--- GIVEN ENTRIES ---
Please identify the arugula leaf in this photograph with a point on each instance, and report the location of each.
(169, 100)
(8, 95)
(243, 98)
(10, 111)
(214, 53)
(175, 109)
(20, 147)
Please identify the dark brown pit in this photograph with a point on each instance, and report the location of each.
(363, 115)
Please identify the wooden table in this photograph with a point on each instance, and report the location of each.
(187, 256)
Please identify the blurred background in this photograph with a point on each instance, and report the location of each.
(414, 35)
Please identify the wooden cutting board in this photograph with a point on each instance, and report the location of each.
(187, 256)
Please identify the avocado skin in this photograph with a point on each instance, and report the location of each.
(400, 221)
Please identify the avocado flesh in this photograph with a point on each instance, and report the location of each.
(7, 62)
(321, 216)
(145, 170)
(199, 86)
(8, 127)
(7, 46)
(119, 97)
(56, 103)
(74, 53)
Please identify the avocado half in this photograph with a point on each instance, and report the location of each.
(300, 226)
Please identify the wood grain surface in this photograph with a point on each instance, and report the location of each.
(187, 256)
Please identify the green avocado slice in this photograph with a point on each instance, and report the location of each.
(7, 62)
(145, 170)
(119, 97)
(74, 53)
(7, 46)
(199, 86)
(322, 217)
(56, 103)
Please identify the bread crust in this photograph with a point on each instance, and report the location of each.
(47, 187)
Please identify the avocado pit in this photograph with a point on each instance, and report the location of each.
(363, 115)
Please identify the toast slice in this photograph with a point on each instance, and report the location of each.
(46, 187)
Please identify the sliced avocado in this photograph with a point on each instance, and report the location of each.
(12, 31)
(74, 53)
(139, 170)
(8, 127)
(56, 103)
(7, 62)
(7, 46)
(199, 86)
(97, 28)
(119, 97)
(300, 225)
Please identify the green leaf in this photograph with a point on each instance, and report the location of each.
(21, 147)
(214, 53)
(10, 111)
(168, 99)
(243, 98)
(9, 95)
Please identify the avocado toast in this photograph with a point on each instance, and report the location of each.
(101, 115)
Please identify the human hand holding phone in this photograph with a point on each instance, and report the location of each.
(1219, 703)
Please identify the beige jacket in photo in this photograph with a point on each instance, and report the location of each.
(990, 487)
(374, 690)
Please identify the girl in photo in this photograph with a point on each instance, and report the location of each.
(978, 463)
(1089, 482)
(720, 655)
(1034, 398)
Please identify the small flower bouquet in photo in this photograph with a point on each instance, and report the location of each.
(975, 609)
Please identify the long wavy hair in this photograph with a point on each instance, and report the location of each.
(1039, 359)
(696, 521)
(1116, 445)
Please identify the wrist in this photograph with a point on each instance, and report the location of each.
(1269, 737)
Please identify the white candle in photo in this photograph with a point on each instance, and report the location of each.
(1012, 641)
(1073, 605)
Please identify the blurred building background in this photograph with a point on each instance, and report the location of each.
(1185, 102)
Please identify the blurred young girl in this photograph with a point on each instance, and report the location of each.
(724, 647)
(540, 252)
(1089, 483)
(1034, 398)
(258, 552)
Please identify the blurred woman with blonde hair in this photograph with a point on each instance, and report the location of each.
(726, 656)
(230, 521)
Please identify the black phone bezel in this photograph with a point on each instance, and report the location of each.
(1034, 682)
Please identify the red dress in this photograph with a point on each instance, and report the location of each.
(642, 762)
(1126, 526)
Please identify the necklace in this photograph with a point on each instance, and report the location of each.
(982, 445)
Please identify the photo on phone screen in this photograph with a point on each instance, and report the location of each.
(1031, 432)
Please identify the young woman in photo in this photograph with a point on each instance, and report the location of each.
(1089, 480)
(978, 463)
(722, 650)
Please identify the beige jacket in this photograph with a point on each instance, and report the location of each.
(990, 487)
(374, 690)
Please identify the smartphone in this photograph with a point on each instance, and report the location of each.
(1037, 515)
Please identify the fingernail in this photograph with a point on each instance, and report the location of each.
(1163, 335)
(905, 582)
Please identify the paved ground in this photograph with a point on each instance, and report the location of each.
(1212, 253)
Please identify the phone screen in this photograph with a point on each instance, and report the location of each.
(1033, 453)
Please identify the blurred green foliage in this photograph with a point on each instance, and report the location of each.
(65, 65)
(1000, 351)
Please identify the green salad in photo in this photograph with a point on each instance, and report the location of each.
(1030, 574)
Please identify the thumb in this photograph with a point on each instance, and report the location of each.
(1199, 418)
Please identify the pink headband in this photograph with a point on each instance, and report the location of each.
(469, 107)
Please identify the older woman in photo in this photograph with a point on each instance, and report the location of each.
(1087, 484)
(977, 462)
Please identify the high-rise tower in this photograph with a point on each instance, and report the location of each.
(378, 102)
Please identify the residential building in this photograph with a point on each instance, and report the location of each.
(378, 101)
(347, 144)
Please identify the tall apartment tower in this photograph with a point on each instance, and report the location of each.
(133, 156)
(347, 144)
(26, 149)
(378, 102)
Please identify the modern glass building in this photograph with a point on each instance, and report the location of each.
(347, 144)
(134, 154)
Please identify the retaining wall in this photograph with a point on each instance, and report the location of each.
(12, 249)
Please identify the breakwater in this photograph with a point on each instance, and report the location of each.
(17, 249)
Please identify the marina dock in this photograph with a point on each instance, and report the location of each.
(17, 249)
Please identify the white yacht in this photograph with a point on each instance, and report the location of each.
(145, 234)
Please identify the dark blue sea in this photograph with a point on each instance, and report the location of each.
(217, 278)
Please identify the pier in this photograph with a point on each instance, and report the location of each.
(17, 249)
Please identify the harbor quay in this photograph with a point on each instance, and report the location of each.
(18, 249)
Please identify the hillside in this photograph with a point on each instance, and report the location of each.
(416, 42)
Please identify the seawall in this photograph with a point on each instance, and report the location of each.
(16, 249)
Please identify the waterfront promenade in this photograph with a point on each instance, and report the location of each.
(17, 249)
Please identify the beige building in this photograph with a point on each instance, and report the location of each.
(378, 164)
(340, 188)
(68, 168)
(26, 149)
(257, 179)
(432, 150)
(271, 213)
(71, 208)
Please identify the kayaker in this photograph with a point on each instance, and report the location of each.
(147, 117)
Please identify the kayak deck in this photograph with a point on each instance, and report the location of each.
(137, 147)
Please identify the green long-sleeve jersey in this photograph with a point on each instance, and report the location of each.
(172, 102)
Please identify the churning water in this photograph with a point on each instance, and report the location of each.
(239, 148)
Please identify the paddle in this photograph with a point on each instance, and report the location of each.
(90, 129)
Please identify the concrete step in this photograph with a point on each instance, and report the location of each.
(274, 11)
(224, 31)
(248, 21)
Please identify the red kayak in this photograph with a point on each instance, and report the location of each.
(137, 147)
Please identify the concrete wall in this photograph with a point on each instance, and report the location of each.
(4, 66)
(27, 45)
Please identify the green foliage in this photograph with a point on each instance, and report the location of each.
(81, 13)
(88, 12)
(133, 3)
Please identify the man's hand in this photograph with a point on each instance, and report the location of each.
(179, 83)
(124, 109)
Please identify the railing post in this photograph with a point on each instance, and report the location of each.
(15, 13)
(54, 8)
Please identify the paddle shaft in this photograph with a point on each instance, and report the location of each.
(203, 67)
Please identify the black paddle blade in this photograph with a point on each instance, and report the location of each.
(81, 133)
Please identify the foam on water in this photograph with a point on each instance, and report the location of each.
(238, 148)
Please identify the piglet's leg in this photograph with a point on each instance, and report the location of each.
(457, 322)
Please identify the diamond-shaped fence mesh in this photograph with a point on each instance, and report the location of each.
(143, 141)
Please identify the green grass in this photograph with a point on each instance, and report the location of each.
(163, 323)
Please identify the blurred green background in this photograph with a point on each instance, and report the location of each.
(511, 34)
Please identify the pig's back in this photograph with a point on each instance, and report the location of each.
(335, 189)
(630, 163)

* * *

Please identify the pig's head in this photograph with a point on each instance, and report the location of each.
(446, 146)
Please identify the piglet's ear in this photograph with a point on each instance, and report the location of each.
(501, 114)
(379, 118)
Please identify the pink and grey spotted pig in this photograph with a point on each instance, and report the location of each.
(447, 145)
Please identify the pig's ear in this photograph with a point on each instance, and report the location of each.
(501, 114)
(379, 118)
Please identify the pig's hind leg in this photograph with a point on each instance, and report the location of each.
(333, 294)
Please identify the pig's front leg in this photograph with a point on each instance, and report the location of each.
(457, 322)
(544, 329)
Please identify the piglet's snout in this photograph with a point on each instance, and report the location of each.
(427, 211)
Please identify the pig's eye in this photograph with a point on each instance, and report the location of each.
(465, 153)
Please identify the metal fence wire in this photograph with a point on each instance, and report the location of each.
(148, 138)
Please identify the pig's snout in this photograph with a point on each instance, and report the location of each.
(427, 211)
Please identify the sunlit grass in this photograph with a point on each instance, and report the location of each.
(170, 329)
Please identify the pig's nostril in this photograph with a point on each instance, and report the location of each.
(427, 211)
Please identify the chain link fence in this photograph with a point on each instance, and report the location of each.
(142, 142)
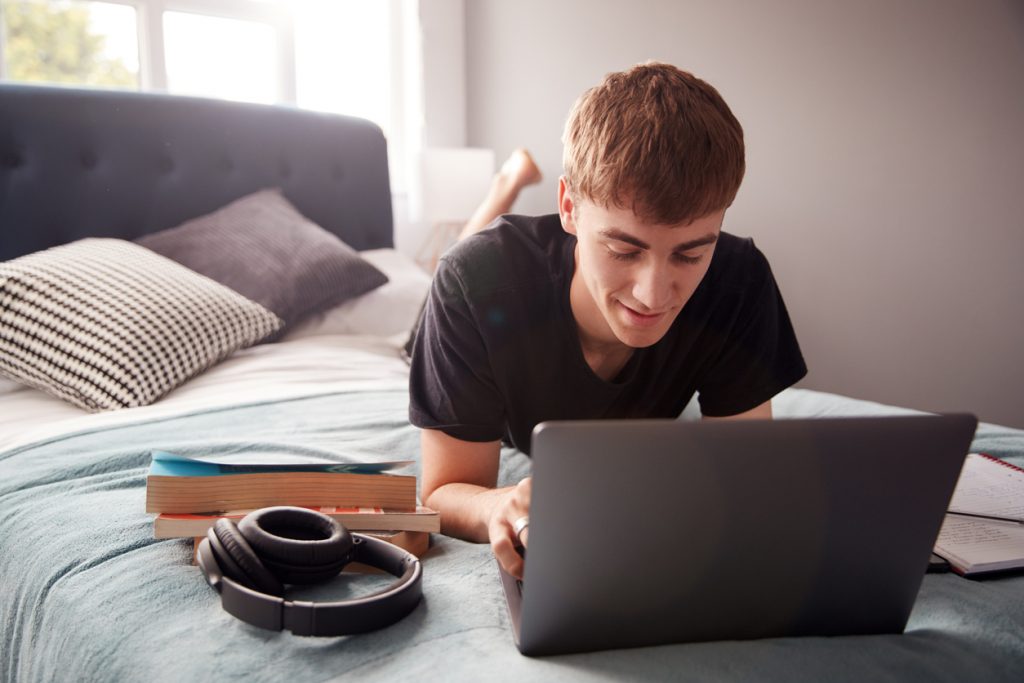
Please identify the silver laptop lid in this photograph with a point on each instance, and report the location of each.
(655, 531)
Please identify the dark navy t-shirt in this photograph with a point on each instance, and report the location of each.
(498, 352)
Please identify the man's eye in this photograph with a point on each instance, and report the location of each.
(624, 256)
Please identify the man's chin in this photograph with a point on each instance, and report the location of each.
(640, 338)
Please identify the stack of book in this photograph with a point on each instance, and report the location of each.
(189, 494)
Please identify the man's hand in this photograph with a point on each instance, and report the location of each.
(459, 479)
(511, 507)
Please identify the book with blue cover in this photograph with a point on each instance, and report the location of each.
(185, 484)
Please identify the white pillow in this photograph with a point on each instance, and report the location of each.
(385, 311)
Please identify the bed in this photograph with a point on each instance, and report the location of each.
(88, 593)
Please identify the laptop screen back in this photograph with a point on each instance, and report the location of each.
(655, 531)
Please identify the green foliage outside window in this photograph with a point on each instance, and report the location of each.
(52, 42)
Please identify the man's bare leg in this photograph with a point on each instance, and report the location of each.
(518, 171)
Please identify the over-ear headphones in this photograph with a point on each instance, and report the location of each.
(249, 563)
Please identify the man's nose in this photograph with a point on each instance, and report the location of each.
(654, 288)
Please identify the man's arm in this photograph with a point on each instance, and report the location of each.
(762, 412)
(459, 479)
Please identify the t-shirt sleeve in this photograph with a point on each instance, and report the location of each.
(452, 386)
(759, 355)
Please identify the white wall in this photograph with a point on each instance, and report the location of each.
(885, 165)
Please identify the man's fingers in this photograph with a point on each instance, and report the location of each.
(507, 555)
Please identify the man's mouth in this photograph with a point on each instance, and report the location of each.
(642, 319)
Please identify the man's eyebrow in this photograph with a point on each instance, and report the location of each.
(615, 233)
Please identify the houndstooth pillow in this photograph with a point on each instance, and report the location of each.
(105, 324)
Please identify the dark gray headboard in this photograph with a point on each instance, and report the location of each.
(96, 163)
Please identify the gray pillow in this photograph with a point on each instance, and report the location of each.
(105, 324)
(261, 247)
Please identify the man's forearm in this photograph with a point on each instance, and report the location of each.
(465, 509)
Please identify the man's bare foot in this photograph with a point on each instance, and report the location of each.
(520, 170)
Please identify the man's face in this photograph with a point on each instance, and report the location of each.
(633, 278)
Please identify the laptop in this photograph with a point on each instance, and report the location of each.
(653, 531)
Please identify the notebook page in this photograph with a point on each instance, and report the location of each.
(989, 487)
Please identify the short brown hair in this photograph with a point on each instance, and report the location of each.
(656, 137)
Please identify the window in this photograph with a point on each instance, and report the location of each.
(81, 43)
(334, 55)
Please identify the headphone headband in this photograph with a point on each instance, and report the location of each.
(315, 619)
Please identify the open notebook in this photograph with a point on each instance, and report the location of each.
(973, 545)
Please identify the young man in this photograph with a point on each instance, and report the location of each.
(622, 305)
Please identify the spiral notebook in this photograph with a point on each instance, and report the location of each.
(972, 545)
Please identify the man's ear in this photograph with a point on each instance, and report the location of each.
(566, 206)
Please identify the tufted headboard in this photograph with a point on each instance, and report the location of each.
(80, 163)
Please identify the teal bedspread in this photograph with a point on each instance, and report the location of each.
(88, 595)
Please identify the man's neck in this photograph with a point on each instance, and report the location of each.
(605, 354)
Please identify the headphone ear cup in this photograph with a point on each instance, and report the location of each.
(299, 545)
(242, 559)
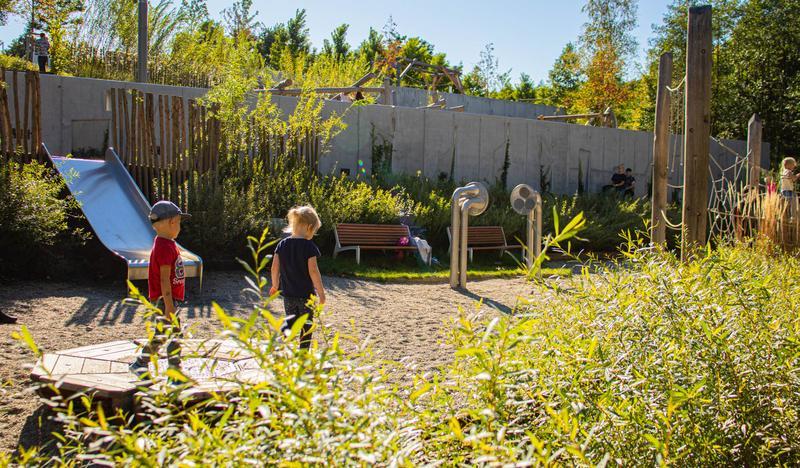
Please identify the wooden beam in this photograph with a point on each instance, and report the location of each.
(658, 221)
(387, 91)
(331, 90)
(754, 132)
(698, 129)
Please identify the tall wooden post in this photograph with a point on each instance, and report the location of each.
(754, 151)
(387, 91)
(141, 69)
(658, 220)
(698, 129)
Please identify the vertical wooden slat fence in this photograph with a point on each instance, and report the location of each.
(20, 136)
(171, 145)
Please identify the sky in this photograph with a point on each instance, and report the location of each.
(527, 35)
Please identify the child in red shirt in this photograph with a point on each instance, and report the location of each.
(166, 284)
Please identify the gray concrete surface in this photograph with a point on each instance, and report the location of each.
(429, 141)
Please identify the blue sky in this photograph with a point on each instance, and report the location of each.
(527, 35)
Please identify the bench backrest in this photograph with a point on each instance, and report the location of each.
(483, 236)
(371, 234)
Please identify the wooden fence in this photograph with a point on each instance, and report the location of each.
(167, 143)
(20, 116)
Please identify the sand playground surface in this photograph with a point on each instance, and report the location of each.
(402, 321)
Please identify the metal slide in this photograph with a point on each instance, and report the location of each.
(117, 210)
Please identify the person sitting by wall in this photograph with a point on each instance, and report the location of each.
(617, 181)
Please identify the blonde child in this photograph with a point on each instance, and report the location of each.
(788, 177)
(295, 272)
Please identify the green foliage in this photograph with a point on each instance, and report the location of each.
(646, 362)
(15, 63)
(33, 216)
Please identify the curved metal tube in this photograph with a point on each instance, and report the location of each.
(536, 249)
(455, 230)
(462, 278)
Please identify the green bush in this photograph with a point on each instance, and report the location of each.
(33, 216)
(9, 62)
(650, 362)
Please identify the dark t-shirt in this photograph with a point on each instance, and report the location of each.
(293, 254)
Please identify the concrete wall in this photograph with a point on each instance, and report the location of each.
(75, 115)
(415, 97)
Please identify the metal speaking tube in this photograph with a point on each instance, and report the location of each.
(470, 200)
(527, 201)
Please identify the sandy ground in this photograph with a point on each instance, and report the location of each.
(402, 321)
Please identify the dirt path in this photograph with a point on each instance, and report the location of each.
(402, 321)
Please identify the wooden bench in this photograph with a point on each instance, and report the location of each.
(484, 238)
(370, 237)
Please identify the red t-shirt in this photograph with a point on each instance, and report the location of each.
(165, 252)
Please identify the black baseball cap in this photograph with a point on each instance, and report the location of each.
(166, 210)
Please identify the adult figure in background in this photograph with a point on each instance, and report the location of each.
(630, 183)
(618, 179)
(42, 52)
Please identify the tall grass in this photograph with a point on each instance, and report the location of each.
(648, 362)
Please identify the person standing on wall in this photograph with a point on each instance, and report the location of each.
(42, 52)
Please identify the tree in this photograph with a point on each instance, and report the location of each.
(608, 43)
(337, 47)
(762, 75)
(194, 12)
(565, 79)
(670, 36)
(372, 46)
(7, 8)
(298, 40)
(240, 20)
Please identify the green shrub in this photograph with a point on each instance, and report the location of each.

---

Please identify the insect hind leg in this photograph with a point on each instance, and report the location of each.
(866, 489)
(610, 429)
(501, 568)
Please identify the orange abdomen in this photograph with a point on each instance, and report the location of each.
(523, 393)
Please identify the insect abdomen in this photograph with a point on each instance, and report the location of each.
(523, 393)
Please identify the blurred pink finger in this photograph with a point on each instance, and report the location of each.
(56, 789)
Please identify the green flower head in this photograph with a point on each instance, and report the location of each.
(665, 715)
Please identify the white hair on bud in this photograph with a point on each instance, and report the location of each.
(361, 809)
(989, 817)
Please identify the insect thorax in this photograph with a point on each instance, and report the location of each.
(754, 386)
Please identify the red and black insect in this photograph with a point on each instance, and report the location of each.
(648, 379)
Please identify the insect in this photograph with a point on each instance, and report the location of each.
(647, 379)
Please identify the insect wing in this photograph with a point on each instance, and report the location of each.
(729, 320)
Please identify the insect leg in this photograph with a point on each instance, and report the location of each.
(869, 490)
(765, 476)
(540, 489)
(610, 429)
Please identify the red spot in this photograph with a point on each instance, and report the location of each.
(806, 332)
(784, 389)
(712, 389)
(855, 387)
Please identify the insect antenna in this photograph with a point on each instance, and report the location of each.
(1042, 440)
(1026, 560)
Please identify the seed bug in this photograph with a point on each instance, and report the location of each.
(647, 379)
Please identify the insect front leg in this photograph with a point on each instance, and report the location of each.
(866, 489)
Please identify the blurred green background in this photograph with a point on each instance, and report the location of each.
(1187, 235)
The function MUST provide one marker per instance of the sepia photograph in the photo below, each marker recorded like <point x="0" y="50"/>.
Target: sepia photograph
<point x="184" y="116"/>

--- REQUIREMENT ---
Return every line of the records above that contains the word "tower".

--- TASK ANSWER ---
Please identify the high-rise tower in this photograph with a point on each instance, and report the location of each.
Please identify the tall apartment tower in this photograph with a point on each instance, and report the location of each.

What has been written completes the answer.